*Selected passage:*
++++++++

The ground truth annotations of the training and test sets were made largely by marine biology MSc students at Essex and checked by an experienced coral reef researcher. The annotations were performed using a web-based tool developed in a collaborative project with London-based company Filament Ltd which allowed many people to work concurrently and which was carefully designed to be simple and quick to use; this proved so effective that we are exploring whether the tool can be made publicly available for other tasks in the future.

As in the first edition, algorithmic performance will be evaluated on the unseen test data using the intersection over union metric popularized in the PASCAL VOCFootnote 6 exercise. This computes the area of intersection of the output of an algorithm and the corresponding ground truth, normalizing that by the area of their union to ensure its maximum value remains bounded.

++++++++

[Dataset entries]
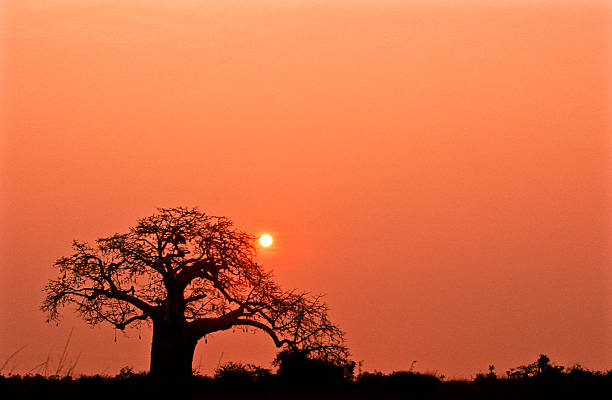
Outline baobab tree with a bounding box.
[42,207,347,377]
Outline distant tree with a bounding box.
[42,207,347,377]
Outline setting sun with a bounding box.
[259,233,274,247]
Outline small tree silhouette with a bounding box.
[42,207,348,377]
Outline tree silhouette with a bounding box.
[42,207,347,377]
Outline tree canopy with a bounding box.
[42,207,347,376]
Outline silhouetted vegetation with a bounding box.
[0,351,612,399]
[42,207,348,379]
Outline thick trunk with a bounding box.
[150,321,198,379]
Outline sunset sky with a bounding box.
[0,0,612,377]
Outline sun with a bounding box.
[259,233,274,247]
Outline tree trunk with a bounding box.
[150,321,198,379]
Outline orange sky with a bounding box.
[0,0,612,377]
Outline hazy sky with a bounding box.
[0,0,612,376]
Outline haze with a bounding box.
[0,0,612,377]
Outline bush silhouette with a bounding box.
[274,350,355,387]
[215,362,272,387]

++++++++

*Required work:*
1. In the passage on coral reef annotation, who checked the ground truth annotations?
2. Extend the passage on coral reef annotation and evaluation, starting after its last sentence.

*Responses per task:*
1. An experienced coral reef researcher checked them.

2.
5 ImageCLEFdrawnUI

The user interface (UI) is the space where interactions between humans and computers occur. The increasing dependence of web and mobile applications have led many enterprises to increase the priority of developing user interfaces, in an effort to improve the overall user experience. Currently, the performance of any modern digital product is strongly correlated to the quality and usability of its user interface. However, building a user interface for digital applications is a complex process involving the interaction between multiple specialists, each with its own specific domain knowledge.

Generally, a business owner is setting a business goal. Then, a project owner or product owner is refining the requirements and builds a prototype of the application using wireframes. Once validated, the designer transforms the wireframes into designs which are transformed into code by the developer. This process is time consuming and expensive. Moreover, as more people get involved, the process is increasingly error prone. In addition, user interface experts are in limited supply. Globally, there are about 22 million developersFootnote 7, among which only 10 million are estimated to be also JavaScript UI developersFootnote 8.

Recently the use of machine learning to facilitate this process has been demonstrated as a viable solution. In 2018, pix2code, a machine learning based approach to generate low fidelity domain specific languages from screenshots, was published and open sourced [1]. Also, in 2018 Chen Chunyang et al. created their own dataset from android apps with 185,277 pairs of UI images and GUI skeletons. The dataset and code were also open-sourced [6].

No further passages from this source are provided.